◆ Your task
Restate word for word the line containing "In the photograph above, where can the bowl" and each line that follows it, through the last line below, and nothing else.

◆ Recorded information
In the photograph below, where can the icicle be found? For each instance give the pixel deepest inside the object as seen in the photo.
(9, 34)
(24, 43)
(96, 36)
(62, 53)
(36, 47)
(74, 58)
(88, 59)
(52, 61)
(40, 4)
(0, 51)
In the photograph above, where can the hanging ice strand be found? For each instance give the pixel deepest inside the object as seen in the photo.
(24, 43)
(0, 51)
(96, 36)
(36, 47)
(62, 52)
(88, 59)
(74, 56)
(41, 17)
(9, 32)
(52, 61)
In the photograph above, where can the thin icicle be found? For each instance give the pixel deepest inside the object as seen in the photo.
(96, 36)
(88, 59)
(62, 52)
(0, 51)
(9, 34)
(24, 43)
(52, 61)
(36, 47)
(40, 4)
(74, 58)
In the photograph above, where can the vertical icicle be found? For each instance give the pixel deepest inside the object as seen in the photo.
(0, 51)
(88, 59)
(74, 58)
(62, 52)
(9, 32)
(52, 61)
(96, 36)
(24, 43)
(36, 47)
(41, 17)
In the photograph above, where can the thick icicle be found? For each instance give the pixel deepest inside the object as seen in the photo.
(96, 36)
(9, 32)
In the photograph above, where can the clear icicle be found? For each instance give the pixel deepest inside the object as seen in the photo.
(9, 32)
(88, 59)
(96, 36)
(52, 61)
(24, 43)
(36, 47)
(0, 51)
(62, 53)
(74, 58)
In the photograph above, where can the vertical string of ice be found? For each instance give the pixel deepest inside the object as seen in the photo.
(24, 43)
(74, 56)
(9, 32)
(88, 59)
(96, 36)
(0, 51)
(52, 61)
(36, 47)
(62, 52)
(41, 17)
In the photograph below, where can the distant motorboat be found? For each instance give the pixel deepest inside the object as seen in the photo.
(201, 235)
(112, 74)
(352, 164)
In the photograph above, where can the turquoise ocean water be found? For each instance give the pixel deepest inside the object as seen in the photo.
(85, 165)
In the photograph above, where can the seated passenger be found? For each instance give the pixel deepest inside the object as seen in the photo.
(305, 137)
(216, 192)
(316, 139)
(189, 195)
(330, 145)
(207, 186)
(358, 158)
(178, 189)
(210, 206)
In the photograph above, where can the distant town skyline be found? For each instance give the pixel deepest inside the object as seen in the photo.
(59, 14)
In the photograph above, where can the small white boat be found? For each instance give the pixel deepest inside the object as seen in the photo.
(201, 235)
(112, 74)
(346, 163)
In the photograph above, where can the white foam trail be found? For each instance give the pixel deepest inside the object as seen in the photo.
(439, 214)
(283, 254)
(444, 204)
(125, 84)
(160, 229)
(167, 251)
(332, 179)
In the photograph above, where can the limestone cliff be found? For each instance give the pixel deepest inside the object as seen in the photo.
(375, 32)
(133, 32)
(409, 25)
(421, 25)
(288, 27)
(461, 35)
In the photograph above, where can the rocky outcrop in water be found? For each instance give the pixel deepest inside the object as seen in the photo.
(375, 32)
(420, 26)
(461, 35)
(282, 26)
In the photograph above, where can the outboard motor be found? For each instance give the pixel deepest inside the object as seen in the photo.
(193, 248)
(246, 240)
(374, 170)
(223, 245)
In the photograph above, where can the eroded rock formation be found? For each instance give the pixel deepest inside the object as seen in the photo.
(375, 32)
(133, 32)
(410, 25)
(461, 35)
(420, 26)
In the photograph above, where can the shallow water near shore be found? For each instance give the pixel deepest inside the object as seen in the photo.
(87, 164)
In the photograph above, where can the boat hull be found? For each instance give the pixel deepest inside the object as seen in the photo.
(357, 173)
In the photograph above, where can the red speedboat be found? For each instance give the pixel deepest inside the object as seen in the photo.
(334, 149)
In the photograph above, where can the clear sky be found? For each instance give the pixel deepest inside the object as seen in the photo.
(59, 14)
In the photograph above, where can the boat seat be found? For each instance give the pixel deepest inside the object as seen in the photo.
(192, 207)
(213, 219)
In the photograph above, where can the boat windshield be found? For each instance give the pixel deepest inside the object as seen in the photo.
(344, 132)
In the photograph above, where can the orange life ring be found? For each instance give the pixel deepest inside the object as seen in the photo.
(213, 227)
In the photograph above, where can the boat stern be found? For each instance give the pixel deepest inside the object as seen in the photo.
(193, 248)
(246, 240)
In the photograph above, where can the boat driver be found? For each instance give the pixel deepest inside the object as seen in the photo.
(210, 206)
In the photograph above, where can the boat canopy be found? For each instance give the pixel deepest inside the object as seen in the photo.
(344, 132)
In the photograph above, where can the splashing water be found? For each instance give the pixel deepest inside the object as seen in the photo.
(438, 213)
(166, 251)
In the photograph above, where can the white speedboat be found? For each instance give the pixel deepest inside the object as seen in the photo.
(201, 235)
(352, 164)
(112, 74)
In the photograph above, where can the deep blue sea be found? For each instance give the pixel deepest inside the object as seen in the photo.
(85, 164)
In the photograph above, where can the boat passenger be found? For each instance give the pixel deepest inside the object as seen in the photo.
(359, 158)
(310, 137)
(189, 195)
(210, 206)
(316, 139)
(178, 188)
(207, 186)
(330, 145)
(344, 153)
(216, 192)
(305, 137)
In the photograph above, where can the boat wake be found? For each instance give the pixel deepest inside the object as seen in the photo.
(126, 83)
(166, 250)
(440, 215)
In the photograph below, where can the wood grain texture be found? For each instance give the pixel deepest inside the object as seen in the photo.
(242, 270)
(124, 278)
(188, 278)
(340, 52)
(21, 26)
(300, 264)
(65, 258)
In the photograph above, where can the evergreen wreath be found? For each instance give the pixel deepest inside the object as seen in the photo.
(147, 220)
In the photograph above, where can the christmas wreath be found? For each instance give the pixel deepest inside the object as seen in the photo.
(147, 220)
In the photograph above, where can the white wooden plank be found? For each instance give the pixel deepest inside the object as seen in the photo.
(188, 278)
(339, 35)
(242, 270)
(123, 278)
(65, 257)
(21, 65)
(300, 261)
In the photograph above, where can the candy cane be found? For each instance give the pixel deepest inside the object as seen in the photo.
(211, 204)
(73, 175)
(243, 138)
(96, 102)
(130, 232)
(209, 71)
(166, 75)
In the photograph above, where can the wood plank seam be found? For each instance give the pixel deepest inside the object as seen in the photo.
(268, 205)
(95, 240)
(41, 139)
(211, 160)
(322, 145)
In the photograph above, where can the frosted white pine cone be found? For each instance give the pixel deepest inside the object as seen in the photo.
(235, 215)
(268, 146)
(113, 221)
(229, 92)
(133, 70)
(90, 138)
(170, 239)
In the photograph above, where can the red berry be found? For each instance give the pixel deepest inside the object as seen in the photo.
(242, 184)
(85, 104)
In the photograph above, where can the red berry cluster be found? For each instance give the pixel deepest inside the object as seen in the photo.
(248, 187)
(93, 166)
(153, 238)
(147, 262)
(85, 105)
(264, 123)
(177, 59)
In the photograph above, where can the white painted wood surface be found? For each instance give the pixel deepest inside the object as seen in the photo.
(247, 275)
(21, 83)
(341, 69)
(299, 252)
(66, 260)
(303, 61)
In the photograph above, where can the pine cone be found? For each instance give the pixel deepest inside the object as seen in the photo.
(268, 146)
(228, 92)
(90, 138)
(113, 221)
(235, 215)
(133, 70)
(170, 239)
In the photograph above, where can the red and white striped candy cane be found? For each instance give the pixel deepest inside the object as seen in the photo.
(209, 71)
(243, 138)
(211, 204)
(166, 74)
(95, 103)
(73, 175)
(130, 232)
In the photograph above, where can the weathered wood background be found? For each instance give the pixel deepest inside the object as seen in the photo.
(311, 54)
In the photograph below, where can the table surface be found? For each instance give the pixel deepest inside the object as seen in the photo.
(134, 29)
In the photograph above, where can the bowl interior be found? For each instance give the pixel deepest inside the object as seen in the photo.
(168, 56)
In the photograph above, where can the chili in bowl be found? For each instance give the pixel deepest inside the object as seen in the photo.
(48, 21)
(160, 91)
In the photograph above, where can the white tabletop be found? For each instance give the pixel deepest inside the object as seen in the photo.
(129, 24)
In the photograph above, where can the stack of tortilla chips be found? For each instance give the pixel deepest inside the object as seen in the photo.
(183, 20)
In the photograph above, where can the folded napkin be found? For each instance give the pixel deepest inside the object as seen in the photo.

◆ Answer for this exercise
In the photograph above, where can the bowl interior be found? For each instance give the pixel deepest inside the object as seen in the photo.
(168, 56)
In the photograph above, where can the chili in bowl be found? For each instance give the pixel deepest inside the object as seen in the photo.
(48, 21)
(160, 91)
In the photograph above, where can the white tabletop be found? For each instance give the pixel deepest inside the object as seen in the photo.
(129, 24)
In the photograph above, where can the stack of tortilla chips be found? For each instance give the pixel deepest inside the object as seen in the photo.
(183, 20)
In the photograph above, where can the folded napkin be found? For each instance give the pixel deepest inside the object as seen in the photo.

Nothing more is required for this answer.